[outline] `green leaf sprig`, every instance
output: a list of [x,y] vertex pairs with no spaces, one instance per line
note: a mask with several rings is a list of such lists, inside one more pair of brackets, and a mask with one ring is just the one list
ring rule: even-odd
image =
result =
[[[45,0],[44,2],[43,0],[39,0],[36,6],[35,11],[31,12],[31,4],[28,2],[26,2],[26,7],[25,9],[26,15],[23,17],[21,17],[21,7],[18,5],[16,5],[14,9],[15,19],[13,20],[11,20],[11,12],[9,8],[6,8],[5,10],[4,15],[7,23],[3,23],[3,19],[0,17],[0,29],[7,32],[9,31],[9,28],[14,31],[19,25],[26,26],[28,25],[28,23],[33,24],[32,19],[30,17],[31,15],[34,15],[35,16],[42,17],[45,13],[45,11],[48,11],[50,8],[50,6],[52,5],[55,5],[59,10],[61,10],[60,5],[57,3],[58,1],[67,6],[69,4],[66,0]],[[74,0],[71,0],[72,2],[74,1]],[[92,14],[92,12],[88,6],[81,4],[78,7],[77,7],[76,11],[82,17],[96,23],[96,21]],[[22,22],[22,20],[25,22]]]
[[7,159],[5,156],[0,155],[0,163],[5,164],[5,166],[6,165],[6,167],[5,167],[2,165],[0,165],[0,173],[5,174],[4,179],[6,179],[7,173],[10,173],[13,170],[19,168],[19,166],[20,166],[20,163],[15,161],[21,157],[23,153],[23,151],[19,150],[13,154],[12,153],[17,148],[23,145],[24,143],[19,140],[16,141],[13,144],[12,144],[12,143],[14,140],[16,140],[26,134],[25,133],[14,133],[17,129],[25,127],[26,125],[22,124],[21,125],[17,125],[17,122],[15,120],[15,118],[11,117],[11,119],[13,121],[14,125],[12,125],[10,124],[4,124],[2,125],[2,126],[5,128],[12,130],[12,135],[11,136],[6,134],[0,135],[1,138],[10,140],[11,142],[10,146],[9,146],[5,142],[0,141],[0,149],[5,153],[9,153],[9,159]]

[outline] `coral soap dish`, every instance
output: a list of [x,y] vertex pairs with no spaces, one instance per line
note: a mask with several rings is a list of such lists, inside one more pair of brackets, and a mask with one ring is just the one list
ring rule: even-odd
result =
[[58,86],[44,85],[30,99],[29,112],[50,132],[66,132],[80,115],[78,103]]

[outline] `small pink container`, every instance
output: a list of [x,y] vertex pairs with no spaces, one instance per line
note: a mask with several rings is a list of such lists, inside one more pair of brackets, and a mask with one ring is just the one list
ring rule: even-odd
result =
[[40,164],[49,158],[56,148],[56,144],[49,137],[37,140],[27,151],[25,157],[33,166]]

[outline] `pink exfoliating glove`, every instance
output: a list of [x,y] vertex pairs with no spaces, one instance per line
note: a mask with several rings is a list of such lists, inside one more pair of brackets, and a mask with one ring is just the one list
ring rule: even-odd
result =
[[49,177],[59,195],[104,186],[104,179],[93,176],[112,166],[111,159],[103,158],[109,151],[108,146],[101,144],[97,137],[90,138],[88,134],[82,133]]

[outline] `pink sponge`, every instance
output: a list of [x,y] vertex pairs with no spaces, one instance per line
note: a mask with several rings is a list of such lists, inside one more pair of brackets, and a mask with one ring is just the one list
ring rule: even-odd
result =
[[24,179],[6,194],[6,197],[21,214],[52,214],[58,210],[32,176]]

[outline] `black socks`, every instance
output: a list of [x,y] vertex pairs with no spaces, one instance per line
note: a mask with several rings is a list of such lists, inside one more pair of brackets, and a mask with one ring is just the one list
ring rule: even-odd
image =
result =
————————
• GIVEN EXERCISE:
Transcribe the data above in full, exactly.

• RESPONSE:
[outline] `green leaf sprig`, every instance
output: a list of [x,y] vertex pairs with no spaces, one instance per line
note: a mask with several rings is a list of such lists, inside one more pair of brackets, and a mask with one ring is just the one list
ring rule: even-odd
image =
result =
[[[45,0],[44,2],[43,0],[39,0],[36,6],[35,11],[31,12],[31,4],[28,2],[26,2],[26,7],[25,9],[26,15],[23,17],[21,17],[21,7],[18,5],[16,5],[14,9],[15,19],[13,20],[11,20],[11,12],[9,8],[6,8],[5,10],[4,15],[7,23],[3,23],[3,19],[0,17],[0,29],[7,32],[9,31],[9,28],[14,31],[19,25],[26,26],[28,25],[28,23],[33,24],[32,19],[30,17],[31,15],[34,15],[35,16],[42,17],[45,13],[45,11],[48,11],[50,8],[50,6],[52,5],[55,5],[59,10],[61,10],[60,5],[57,3],[58,1],[67,6],[69,4],[66,0]],[[74,0],[71,0],[72,2],[74,1]],[[92,14],[92,12],[88,6],[81,4],[78,7],[77,7],[76,11],[82,17],[96,23],[96,21]],[[22,22],[22,20],[25,22]]]
[[7,159],[5,156],[0,155],[0,163],[5,164],[5,166],[6,165],[6,167],[5,167],[2,165],[0,165],[0,173],[5,174],[4,179],[6,179],[7,173],[10,173],[13,170],[19,168],[19,166],[20,166],[20,163],[15,161],[21,157],[23,153],[23,151],[19,150],[13,154],[12,153],[17,148],[23,145],[24,143],[19,140],[16,141],[13,144],[12,144],[12,143],[14,140],[16,140],[26,134],[25,133],[14,133],[17,129],[25,127],[26,125],[22,124],[21,125],[17,125],[17,122],[15,120],[15,118],[11,117],[11,119],[13,121],[14,125],[12,125],[10,124],[4,124],[2,125],[2,126],[5,128],[12,130],[12,135],[11,136],[6,134],[0,135],[1,138],[10,140],[11,142],[10,146],[9,146],[5,142],[0,141],[0,149],[5,153],[9,153],[9,159]]

[outline] `coral soap dish`, every instance
output: a list of [x,y] vertex pairs with no spaces, one instance per line
note: a mask with several rings is a list of such lists, inside one more pair of brackets, and a mask with one ring is just the one list
ring rule: even-odd
result =
[[58,86],[44,85],[30,99],[29,112],[50,132],[66,132],[80,115],[78,103]]

[outline] `small pink container`, every instance
output: a list of [x,y] vertex pairs with no spaces, one instance per line
note: a mask with several rings is a list of such lists, inside one more pair of brackets, and a mask with one ring is just the one list
ring rule: even-odd
result =
[[40,164],[49,158],[56,148],[56,144],[49,137],[37,140],[27,151],[25,157],[33,166]]

[outline] `pink exfoliating glove`, every instance
output: a list of [x,y] vertex pairs with no spaces, one instance per line
note: a mask with several rings is a list of such lists, inside one more pair of brackets, and a mask with one ring is just the one list
ring rule: even-odd
result =
[[49,177],[59,195],[104,186],[104,179],[93,176],[112,166],[111,159],[103,158],[109,151],[108,146],[101,144],[97,137],[90,138],[88,134],[82,133]]

[outline] `pink sponge`, every instance
output: a list of [x,y] vertex pairs with no spaces, one instance per line
note: a mask with several rings is a list of such lists, inside one more pair of brackets, and a mask with one ring is just the one list
ring rule: even-odd
result =
[[24,179],[6,194],[6,197],[21,214],[52,214],[58,210],[32,176]]

[outline] `black socks`, every instance
output: a list of [x,y] vertex pairs with no spaces, one instance per line
note: a mask with several rings is a list of such lists, inside one more pair of brackets, and a mask with one ring is just the one list
ring rule: even-odd
image =
result =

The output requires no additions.